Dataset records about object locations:
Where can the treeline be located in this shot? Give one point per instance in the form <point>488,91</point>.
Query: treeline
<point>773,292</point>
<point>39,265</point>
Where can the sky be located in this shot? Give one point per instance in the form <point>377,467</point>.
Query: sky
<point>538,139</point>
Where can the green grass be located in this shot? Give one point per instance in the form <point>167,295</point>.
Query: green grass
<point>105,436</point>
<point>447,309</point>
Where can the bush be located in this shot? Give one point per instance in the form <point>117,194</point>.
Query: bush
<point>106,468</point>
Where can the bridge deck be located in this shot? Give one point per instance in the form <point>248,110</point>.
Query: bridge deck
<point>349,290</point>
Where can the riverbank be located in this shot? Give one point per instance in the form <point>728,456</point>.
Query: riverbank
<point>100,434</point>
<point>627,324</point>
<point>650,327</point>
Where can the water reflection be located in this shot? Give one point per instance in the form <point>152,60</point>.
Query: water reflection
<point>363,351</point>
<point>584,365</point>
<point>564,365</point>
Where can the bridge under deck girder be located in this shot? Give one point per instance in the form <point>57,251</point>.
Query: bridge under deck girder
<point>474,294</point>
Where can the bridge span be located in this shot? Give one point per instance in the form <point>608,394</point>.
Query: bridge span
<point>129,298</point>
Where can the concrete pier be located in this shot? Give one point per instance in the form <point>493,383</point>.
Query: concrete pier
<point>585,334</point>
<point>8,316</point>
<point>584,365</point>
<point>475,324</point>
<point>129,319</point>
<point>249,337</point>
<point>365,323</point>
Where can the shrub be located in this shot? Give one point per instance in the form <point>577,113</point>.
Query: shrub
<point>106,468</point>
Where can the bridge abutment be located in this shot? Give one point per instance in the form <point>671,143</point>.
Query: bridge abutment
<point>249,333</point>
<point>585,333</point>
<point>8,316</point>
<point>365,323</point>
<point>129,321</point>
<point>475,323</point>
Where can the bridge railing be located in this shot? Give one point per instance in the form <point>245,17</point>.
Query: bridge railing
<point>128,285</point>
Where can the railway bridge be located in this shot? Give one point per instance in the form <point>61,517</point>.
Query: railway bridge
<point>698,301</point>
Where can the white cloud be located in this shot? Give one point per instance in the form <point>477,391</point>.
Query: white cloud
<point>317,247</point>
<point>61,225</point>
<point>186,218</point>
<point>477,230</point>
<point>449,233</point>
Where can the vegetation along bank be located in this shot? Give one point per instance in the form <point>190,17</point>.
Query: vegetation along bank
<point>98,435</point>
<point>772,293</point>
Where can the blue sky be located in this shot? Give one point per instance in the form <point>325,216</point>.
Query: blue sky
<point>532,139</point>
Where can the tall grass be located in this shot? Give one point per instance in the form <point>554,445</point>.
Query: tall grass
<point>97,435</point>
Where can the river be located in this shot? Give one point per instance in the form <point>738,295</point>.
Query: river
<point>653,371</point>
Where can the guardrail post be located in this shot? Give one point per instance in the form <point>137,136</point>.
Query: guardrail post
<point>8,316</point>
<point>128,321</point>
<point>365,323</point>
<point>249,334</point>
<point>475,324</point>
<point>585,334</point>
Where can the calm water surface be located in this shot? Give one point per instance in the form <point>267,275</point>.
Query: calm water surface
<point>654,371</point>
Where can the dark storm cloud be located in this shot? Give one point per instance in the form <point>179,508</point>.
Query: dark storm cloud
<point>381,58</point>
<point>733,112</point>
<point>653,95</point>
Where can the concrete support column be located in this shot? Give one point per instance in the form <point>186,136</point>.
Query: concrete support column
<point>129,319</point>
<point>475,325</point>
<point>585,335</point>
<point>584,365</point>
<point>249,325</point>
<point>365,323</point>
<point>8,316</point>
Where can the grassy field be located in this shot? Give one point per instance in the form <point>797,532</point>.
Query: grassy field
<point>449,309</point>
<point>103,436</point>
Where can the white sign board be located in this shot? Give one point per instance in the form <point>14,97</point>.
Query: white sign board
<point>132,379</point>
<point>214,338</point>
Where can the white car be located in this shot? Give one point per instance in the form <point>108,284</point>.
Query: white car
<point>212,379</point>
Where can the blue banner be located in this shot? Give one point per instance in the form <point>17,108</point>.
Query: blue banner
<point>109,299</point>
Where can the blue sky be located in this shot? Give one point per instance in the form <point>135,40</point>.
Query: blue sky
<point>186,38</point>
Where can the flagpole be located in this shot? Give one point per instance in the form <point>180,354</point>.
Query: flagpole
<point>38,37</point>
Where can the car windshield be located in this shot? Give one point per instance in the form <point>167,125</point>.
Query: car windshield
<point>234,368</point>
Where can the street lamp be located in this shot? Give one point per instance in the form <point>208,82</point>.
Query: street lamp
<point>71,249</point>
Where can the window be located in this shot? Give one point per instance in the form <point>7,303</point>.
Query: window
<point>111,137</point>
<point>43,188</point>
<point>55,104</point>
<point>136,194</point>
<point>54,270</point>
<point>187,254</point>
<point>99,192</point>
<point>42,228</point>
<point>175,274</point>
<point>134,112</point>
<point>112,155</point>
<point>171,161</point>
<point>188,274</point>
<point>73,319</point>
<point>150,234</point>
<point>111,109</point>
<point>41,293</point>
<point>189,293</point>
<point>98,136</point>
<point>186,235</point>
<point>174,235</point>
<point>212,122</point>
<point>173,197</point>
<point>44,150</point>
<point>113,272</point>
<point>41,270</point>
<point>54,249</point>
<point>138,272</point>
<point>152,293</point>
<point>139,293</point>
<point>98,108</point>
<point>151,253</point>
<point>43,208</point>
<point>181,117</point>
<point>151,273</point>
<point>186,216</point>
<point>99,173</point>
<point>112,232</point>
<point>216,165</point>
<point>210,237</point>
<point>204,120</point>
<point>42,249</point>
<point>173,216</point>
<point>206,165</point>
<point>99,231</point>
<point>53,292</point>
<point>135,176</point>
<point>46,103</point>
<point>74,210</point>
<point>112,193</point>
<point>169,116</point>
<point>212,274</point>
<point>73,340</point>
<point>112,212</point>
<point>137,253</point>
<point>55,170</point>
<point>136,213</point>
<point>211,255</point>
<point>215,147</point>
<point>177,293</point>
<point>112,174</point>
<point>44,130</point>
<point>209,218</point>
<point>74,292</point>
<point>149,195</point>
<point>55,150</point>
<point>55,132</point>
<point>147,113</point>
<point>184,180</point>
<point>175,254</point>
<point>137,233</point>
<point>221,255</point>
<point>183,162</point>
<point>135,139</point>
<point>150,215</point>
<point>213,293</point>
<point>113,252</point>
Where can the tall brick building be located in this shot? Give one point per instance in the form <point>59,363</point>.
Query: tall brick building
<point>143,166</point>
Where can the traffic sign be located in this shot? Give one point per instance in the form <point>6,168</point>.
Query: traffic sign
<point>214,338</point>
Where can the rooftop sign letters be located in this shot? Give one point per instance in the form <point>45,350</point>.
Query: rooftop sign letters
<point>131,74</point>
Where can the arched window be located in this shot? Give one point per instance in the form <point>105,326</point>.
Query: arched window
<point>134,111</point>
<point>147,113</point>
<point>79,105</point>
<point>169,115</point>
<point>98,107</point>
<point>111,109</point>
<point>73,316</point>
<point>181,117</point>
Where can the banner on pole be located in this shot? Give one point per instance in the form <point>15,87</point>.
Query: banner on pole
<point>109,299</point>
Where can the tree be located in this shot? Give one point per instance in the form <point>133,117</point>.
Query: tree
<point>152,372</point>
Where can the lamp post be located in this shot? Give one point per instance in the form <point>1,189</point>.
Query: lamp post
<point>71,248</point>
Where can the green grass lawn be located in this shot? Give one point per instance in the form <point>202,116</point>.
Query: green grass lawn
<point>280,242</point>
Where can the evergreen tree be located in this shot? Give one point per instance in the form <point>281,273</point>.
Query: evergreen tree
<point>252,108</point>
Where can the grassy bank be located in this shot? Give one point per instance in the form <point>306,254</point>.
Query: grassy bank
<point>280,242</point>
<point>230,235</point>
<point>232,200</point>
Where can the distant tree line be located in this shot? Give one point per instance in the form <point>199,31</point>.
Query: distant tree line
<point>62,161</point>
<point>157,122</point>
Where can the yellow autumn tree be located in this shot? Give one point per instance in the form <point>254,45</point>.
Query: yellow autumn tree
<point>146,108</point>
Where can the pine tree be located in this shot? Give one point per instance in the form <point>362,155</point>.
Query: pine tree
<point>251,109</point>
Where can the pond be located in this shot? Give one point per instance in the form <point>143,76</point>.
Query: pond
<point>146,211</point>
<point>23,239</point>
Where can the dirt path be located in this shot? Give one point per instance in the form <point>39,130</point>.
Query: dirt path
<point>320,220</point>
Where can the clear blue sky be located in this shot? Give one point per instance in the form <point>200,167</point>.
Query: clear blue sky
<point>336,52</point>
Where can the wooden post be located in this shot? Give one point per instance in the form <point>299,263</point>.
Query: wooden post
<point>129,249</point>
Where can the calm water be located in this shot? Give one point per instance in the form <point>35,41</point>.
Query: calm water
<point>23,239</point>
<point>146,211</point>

• _What to produce_
Every line from the one containing "Where can the dirt" through the end of the entries above must be echoed exactly, with both ends kept.

• _Solution below_
Where can the dirt path be located in this shot? Give one point per instance in the form <point>39,130</point>.
Query: dirt path
<point>320,220</point>
Where can the clear blue sky be located in this shot? Give one point per instance in the form <point>200,167</point>.
Query: clear blue sky
<point>336,52</point>
Where can the wooden post be located in this shot? Give one point per instance in the form <point>299,263</point>.
Query: wooden post
<point>129,249</point>
Where can the calm water be located in this shot? Give one point per instance in the form <point>35,41</point>.
Query: calm water
<point>23,239</point>
<point>146,211</point>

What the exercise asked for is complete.